[Job]
Leave out every picture, and restate word for word only the lines from the one containing "Return one point per instance of the mushroom cap, formatted" through the end of the material.

[Information given]
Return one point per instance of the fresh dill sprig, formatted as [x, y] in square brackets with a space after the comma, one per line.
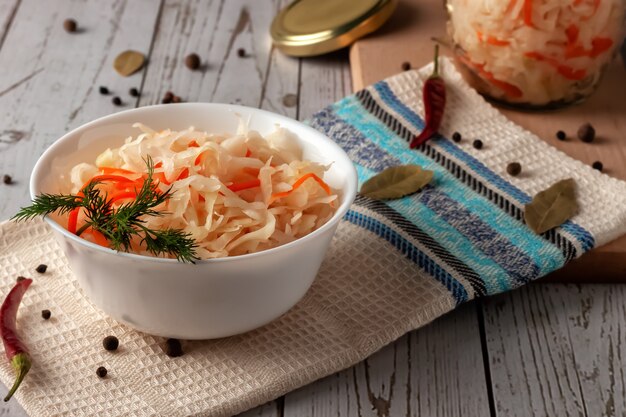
[122, 224]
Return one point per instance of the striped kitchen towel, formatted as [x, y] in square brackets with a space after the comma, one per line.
[393, 267]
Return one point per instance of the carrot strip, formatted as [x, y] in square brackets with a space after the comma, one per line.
[160, 177]
[251, 171]
[244, 185]
[509, 7]
[72, 220]
[565, 70]
[183, 174]
[600, 45]
[492, 40]
[123, 195]
[111, 170]
[297, 185]
[103, 178]
[572, 32]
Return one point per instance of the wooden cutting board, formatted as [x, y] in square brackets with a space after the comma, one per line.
[407, 38]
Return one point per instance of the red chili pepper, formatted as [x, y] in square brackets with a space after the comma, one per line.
[434, 96]
[13, 347]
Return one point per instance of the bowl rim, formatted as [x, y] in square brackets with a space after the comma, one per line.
[348, 191]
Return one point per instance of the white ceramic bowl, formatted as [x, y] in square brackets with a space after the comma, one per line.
[213, 298]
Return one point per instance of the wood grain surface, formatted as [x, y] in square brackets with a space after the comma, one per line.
[544, 350]
[407, 38]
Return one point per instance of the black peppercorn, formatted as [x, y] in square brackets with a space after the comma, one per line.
[173, 348]
[586, 133]
[110, 343]
[70, 25]
[192, 61]
[101, 371]
[514, 169]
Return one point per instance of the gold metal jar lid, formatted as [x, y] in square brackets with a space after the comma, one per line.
[314, 27]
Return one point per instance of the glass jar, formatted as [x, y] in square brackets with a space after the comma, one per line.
[535, 53]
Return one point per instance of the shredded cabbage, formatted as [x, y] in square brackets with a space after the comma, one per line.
[536, 51]
[234, 194]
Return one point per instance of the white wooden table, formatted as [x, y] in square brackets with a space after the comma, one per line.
[546, 350]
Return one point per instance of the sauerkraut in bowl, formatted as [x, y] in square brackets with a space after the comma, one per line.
[233, 194]
[224, 295]
[538, 53]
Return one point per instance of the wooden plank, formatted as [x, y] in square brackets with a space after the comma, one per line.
[558, 350]
[214, 30]
[323, 80]
[435, 371]
[407, 37]
[48, 80]
[7, 13]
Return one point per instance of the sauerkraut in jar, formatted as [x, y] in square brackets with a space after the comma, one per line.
[535, 53]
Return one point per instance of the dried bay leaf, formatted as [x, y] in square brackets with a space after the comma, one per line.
[129, 62]
[396, 182]
[552, 207]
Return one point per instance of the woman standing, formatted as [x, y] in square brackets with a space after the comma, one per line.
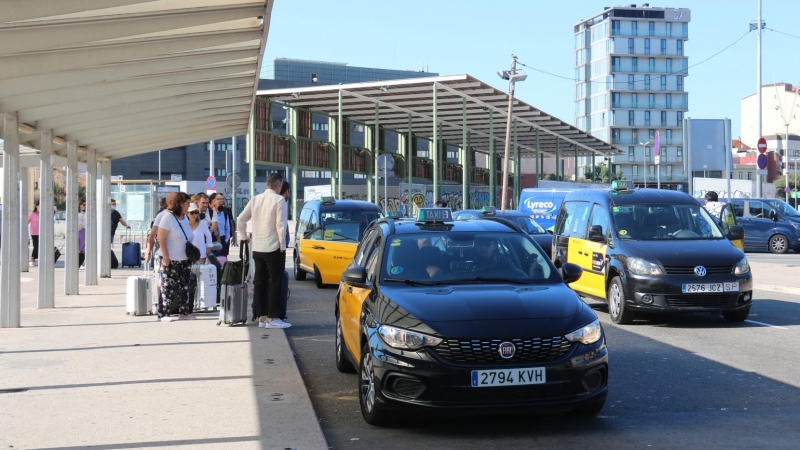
[33, 227]
[175, 271]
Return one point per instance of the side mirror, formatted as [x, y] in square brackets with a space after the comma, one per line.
[571, 272]
[736, 233]
[355, 276]
[596, 234]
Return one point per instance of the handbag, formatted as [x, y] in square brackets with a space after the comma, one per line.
[192, 252]
[233, 272]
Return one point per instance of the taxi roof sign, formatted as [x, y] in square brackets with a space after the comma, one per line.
[431, 215]
[622, 185]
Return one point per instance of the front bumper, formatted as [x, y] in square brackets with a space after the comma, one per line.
[424, 380]
[664, 293]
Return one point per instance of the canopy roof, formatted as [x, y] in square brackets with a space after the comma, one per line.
[397, 100]
[125, 77]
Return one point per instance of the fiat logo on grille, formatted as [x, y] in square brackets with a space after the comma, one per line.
[507, 350]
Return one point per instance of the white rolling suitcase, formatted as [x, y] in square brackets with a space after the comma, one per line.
[138, 295]
[206, 291]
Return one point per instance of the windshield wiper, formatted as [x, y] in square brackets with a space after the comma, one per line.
[411, 282]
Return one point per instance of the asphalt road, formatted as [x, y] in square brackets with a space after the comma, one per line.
[688, 381]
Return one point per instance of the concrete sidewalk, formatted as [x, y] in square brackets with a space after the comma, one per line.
[85, 374]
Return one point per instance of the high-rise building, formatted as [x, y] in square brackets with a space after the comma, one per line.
[630, 71]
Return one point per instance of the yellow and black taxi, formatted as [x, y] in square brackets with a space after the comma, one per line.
[650, 250]
[440, 315]
[327, 235]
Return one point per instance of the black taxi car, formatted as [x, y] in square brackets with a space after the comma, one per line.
[651, 250]
[443, 315]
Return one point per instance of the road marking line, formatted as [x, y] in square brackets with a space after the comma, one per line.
[766, 324]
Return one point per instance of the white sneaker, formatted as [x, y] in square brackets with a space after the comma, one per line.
[277, 323]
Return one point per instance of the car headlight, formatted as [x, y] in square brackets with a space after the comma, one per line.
[641, 266]
[405, 339]
[587, 335]
[741, 267]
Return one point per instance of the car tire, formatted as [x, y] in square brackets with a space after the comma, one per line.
[778, 244]
[617, 309]
[367, 391]
[342, 363]
[740, 315]
[591, 409]
[318, 278]
[299, 274]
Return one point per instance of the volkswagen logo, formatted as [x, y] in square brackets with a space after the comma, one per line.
[507, 350]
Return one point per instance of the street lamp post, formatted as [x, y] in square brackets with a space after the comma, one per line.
[512, 78]
[644, 158]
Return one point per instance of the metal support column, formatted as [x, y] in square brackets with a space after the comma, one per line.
[340, 148]
[71, 255]
[434, 147]
[464, 156]
[491, 165]
[103, 183]
[9, 269]
[90, 271]
[46, 287]
[24, 248]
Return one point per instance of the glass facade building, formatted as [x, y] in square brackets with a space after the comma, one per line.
[630, 69]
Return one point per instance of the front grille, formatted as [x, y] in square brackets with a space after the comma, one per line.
[689, 270]
[486, 351]
[505, 394]
[702, 300]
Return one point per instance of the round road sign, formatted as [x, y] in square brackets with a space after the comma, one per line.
[762, 146]
[762, 161]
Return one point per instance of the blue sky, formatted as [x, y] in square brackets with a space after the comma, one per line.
[478, 38]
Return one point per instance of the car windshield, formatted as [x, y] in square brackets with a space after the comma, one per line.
[465, 257]
[528, 225]
[664, 222]
[784, 208]
[346, 226]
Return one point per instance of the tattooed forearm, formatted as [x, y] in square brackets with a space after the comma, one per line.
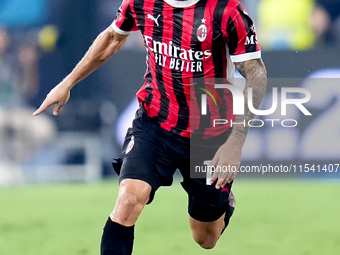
[256, 77]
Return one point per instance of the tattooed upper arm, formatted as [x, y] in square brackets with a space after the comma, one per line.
[253, 68]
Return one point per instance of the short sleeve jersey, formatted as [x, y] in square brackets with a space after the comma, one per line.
[185, 41]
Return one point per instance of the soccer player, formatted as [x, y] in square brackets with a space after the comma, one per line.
[185, 40]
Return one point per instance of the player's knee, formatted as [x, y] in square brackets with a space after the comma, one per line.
[206, 240]
[127, 201]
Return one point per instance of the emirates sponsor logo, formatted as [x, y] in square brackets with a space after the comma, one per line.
[130, 145]
[202, 31]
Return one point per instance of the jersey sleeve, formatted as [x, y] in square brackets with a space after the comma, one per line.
[124, 22]
[239, 33]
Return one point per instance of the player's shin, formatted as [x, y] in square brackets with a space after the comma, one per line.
[117, 239]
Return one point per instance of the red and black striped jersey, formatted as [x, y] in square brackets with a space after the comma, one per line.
[186, 40]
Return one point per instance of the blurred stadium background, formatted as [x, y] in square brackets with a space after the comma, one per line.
[42, 40]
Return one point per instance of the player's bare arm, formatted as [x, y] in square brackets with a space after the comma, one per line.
[106, 44]
[229, 154]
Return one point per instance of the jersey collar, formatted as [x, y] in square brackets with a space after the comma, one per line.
[181, 4]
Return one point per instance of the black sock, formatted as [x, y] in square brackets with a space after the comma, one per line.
[116, 239]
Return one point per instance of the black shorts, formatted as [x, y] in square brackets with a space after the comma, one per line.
[152, 154]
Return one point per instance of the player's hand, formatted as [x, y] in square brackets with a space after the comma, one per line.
[228, 158]
[59, 95]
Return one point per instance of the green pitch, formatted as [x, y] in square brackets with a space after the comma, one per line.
[272, 218]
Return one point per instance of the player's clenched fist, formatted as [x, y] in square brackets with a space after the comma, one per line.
[227, 160]
[58, 95]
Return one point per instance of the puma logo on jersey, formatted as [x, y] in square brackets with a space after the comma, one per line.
[153, 18]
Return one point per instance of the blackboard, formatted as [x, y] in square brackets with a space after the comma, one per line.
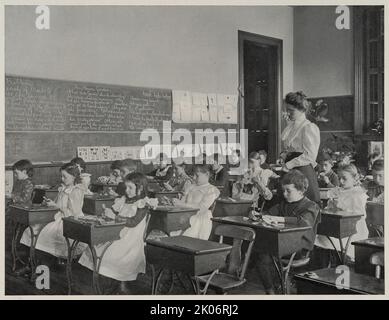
[46, 120]
[53, 105]
[340, 113]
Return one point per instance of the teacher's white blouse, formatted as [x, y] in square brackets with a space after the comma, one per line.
[303, 136]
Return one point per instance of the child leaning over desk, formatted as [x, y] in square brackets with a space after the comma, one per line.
[23, 186]
[69, 203]
[199, 195]
[294, 208]
[125, 258]
[350, 198]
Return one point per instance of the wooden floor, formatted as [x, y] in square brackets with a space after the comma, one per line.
[83, 279]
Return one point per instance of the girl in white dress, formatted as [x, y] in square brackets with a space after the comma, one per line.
[125, 258]
[254, 182]
[351, 198]
[69, 201]
[199, 195]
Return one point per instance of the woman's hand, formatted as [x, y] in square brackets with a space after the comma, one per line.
[176, 202]
[168, 186]
[49, 202]
[120, 219]
[272, 219]
[284, 168]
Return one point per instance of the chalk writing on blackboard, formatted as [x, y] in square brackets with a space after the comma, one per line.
[53, 105]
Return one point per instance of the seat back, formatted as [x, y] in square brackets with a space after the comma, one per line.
[375, 217]
[239, 235]
[148, 216]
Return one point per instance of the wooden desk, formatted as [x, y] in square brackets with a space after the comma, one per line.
[168, 194]
[37, 216]
[94, 204]
[338, 225]
[232, 207]
[102, 187]
[188, 255]
[363, 250]
[170, 218]
[39, 193]
[276, 240]
[375, 213]
[92, 234]
[323, 193]
[326, 283]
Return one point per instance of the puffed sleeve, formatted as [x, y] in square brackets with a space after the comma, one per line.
[75, 202]
[24, 196]
[310, 145]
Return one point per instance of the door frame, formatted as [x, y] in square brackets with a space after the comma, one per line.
[275, 119]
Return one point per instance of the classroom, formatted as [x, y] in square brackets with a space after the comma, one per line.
[194, 150]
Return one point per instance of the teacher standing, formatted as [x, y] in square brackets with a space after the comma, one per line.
[301, 141]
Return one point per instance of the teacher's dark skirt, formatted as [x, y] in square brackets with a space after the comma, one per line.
[313, 192]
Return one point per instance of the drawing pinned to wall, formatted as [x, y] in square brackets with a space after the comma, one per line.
[94, 154]
[213, 107]
[200, 107]
[228, 108]
[116, 153]
[105, 153]
[181, 106]
[82, 152]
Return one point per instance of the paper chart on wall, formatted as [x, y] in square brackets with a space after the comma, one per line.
[200, 107]
[227, 108]
[213, 107]
[182, 106]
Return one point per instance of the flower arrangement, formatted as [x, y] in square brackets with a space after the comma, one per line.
[339, 148]
[377, 127]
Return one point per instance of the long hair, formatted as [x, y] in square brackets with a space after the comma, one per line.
[24, 165]
[298, 100]
[140, 181]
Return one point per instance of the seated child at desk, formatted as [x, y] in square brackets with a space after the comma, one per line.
[254, 182]
[375, 188]
[125, 258]
[199, 195]
[295, 208]
[126, 167]
[164, 171]
[262, 159]
[351, 198]
[219, 173]
[23, 186]
[234, 159]
[69, 203]
[327, 177]
[180, 181]
[114, 176]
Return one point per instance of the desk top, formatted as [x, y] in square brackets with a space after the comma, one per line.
[244, 221]
[189, 245]
[233, 201]
[377, 242]
[359, 283]
[99, 197]
[172, 209]
[94, 221]
[34, 208]
[340, 214]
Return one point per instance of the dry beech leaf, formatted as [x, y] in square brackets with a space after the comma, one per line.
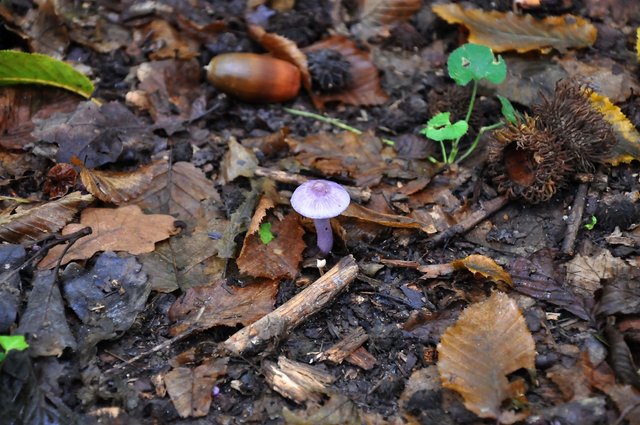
[34, 224]
[376, 15]
[389, 220]
[222, 305]
[114, 229]
[179, 191]
[280, 257]
[118, 187]
[365, 88]
[489, 341]
[190, 389]
[522, 33]
[171, 43]
[483, 266]
[627, 147]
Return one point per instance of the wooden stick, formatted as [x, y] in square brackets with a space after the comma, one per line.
[356, 193]
[575, 219]
[295, 311]
[488, 208]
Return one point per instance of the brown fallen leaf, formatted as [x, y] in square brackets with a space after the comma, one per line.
[389, 220]
[522, 33]
[114, 229]
[489, 341]
[277, 259]
[222, 305]
[119, 187]
[336, 154]
[627, 147]
[181, 190]
[191, 389]
[34, 224]
[365, 88]
[485, 267]
[376, 16]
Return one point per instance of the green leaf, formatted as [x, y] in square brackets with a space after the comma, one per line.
[34, 68]
[508, 111]
[265, 233]
[13, 342]
[475, 62]
[439, 128]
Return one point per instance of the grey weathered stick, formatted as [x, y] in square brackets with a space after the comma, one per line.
[488, 208]
[575, 219]
[356, 193]
[295, 311]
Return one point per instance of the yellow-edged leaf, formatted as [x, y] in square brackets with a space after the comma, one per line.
[489, 341]
[484, 266]
[34, 68]
[628, 146]
[522, 33]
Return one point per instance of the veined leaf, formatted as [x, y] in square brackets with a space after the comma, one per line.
[34, 68]
[628, 147]
[508, 31]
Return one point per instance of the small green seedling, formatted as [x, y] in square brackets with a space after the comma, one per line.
[11, 342]
[265, 233]
[468, 63]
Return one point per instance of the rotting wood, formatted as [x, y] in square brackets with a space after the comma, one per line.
[295, 311]
[575, 220]
[488, 209]
[297, 381]
[356, 193]
[343, 348]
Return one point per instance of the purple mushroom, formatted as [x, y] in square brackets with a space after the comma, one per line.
[321, 200]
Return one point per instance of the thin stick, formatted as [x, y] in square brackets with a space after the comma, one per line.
[355, 193]
[282, 320]
[333, 121]
[575, 220]
[488, 209]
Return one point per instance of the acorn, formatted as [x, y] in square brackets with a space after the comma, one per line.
[254, 78]
[526, 160]
[584, 131]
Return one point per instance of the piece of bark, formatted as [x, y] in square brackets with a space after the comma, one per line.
[297, 381]
[282, 320]
[362, 358]
[343, 348]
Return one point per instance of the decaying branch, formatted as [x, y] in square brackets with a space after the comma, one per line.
[295, 311]
[488, 208]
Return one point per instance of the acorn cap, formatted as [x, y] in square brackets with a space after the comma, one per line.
[320, 199]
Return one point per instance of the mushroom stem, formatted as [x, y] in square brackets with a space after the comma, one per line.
[324, 234]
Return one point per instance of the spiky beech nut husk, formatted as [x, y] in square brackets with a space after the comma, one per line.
[330, 71]
[528, 161]
[570, 114]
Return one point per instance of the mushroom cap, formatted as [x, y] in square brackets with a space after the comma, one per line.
[319, 199]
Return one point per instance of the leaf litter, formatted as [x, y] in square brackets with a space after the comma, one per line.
[158, 149]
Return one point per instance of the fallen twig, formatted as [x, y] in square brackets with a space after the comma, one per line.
[357, 194]
[488, 208]
[295, 311]
[574, 220]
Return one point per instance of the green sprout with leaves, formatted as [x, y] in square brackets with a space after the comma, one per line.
[11, 342]
[468, 63]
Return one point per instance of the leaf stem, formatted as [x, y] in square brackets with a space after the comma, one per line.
[333, 121]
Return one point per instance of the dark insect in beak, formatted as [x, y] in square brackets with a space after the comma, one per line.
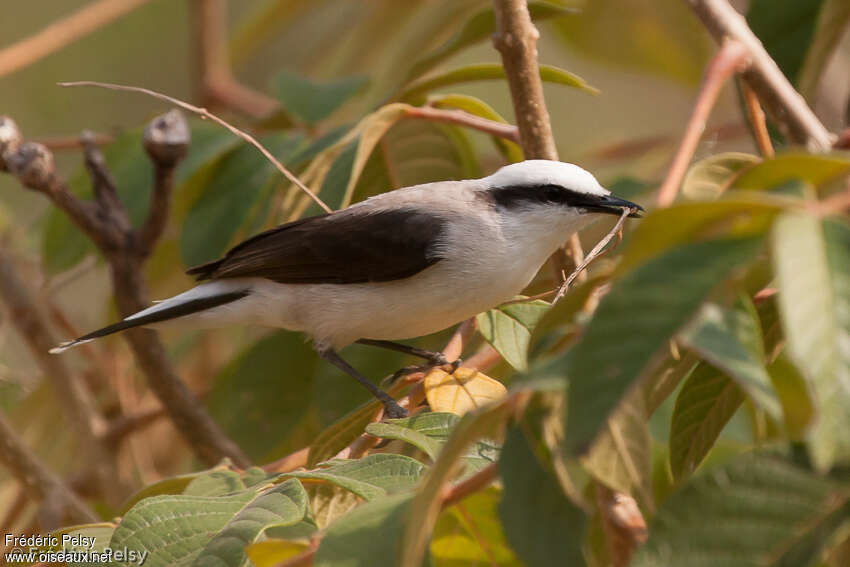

[Answer for the task]
Return one point per instance of the mushroom cap, formatted as [x, y] in square brackets with a space after the comma, one per line.
[319, 199]
Return one point per instance of the leaf litter, formatted as [x, y] in square brackets with a space after the comma, one per line.
[158, 149]
Return one point per instance of the fallen twig, formatted as [x, y] in square brackets with a space after the comma, one per line.
[357, 194]
[488, 208]
[295, 311]
[574, 220]
Return one point per instance of the green sprout with leaves, formatted as [x, y] in square brackets with a space after the comma, one per line.
[11, 342]
[468, 63]
Return one point per instance of the leaf stem, formatted as [x, y] in square brackets with a space after the comma, one per line.
[333, 121]
Return one point per instance of the dark insect in beak, formatted as [x, y] in square brackets with a space after the comma, one per line.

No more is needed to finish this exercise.